**STATED EXERCISE**. Type out the material below exactly.

>> BEGIN

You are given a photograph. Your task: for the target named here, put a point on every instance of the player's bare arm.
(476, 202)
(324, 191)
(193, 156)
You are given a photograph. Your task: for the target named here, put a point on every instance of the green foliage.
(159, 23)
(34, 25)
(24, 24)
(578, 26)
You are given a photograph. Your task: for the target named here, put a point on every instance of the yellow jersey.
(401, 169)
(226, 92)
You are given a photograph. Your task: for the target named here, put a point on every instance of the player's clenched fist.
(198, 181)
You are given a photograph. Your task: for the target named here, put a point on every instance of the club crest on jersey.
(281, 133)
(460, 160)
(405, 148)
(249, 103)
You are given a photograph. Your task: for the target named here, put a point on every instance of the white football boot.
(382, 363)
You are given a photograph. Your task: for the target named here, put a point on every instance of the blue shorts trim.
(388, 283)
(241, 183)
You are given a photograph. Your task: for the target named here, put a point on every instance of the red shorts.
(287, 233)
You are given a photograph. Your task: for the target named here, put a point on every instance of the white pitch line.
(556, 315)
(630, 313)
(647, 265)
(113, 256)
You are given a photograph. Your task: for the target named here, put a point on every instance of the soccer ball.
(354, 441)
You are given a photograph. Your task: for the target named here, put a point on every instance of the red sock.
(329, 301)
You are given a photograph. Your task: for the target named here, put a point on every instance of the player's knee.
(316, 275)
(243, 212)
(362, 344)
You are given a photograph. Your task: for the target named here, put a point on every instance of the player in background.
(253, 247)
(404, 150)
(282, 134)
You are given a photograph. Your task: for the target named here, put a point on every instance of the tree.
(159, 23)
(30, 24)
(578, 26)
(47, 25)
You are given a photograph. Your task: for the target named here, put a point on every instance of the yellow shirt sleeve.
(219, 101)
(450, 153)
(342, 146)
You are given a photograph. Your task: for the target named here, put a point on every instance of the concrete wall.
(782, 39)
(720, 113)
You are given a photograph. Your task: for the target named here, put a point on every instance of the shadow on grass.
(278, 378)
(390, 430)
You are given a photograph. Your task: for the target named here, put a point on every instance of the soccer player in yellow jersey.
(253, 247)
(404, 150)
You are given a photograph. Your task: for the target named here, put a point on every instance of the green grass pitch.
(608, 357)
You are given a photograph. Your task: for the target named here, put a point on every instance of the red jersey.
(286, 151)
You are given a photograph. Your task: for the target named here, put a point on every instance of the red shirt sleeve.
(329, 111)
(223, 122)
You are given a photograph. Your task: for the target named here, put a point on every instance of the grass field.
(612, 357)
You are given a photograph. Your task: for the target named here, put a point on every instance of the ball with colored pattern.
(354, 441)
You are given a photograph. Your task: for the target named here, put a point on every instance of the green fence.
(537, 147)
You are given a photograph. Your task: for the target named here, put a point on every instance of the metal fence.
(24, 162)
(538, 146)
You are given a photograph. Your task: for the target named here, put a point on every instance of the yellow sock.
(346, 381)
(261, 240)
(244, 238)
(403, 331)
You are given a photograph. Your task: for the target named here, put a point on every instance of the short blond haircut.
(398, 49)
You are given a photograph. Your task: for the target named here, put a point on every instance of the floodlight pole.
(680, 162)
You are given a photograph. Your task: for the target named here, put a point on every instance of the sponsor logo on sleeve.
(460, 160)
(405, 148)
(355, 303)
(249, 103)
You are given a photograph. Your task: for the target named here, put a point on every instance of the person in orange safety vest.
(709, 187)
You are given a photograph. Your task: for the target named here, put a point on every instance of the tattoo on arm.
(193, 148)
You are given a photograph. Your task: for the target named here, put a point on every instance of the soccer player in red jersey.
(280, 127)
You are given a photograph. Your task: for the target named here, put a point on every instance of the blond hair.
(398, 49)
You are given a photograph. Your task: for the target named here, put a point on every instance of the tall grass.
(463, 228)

>> END

**SOLUTION FOR THIS TASK**.
You are given a photograph. Your task: for the target named here, put a point on every instance of the player's bare arm.
(476, 202)
(324, 191)
(193, 156)
You are given a photograph. Your task: for the target named here, put a point on every instance of the green foliage.
(159, 23)
(34, 25)
(24, 24)
(578, 26)
You are given a photograph. Your task: for the target named here, put a point on every instance of the yellow jersey.
(401, 169)
(226, 92)
You are given a photograph. Your task: for the target named here, put a point on every instance of the player's clenched fist.
(198, 181)
You are given a photograph. Your task: for the target named here, put a point on every instance of the club crest on jersey.
(281, 133)
(460, 160)
(405, 148)
(249, 103)
You are given a photograph. Your task: for the target named here, put a point on every instance of the white football boot.
(382, 363)
You are given a photograph. Your task: for the target named here, put a point on every instance of the blue shorts trim.
(388, 283)
(241, 183)
You are given a photograph. Your task: for the target named here, put a point on every instance of the red shorts.
(287, 233)
You are given a photograph. Your task: for the target named here, put a point on every instance of the white pitch line.
(556, 315)
(630, 313)
(647, 265)
(113, 256)
You are given a photograph. Your task: for the target named here, put a point on every instance of the soccer ball.
(354, 441)
You are given a photograph. Your task: for the target named here, put a point on every instance of the red sock.
(329, 301)
You are given a photograph. Your task: for the target named here, put a point on every instance of the player's knee.
(316, 275)
(243, 212)
(362, 344)
You are given a photograph. Your task: for the target named here, put a point on every instance of the player in background.
(253, 247)
(404, 150)
(282, 134)
You are given a photograph. Your task: for the target named here, put a point on every instance of the tree.
(159, 23)
(30, 24)
(578, 26)
(47, 25)
You are given a photograph. Your task: for the target named here, put a point on every instance of the yellow shirt sleeve.
(219, 101)
(450, 153)
(342, 146)
You are given a photograph. Your task: for the target named here, put a point on every instance of the concrete wall.
(782, 39)
(720, 113)
You are given a photograph. Your task: for the target named here, put a point on every instance of the shadow on grass.
(278, 378)
(390, 430)
You are given a photograph. Your task: for the target named here, put a point on every instance of the soccer player in yellow jersey.
(253, 247)
(404, 150)
You are given a photograph. Your task: for the target named here, put a point on every instance of the green grass pitch.
(608, 357)
You are given a photograph. Your task: for the target named here, put a point on every instance of the red jersey.
(286, 151)
You are given a photograph. Your task: for the target named here, put a point on every instance of the red shirt sleeve.
(329, 111)
(223, 122)
You are given a photograph. Your task: for the target named here, put a point on every instance of the grass field.
(612, 357)
You are given a photograph. Your task: for the target named here, put a point on every instance of the ball with colored pattern.
(354, 441)
You are given a photograph. Your task: for the target named here, put a point on every instance of the green fence.
(537, 147)
You are given a photograph. Your task: for the target named here, put a point on every instance of the metal fence.
(24, 162)
(538, 146)
You are given a photograph. Your task: for the target named here, put a point on every instance of the yellow sock.
(346, 381)
(261, 240)
(244, 238)
(403, 331)
You are given a photograph. Your task: for the target named here, put a point on every instance of the short blond haircut.
(398, 49)
You are given a photograph. Your task: for the target named here, put a point on every instance of the floodlight pole.
(680, 162)
You are given a photograph. Your task: for the target named here, put a point on every instance of the sponsor logo on sleeve.
(460, 160)
(405, 148)
(355, 303)
(249, 103)
You are given a photograph. Your task: for the target named here, put a point on every instance of the person in orange safety vest.
(709, 187)
You are given a photograph. Your task: for the target named here, put a point on every instance of the tattoo on arm.
(193, 148)
You are given a photograph. Your task: for the target named here, put a point on every instance of the soccer player in red jersey.
(280, 127)
You are given a photograph. Your task: for the target named here, put a point on every instance of the blond hair.
(398, 49)
You are given a photograph. Your task: for the target named here, put a point on every instance of the tall grass.
(463, 228)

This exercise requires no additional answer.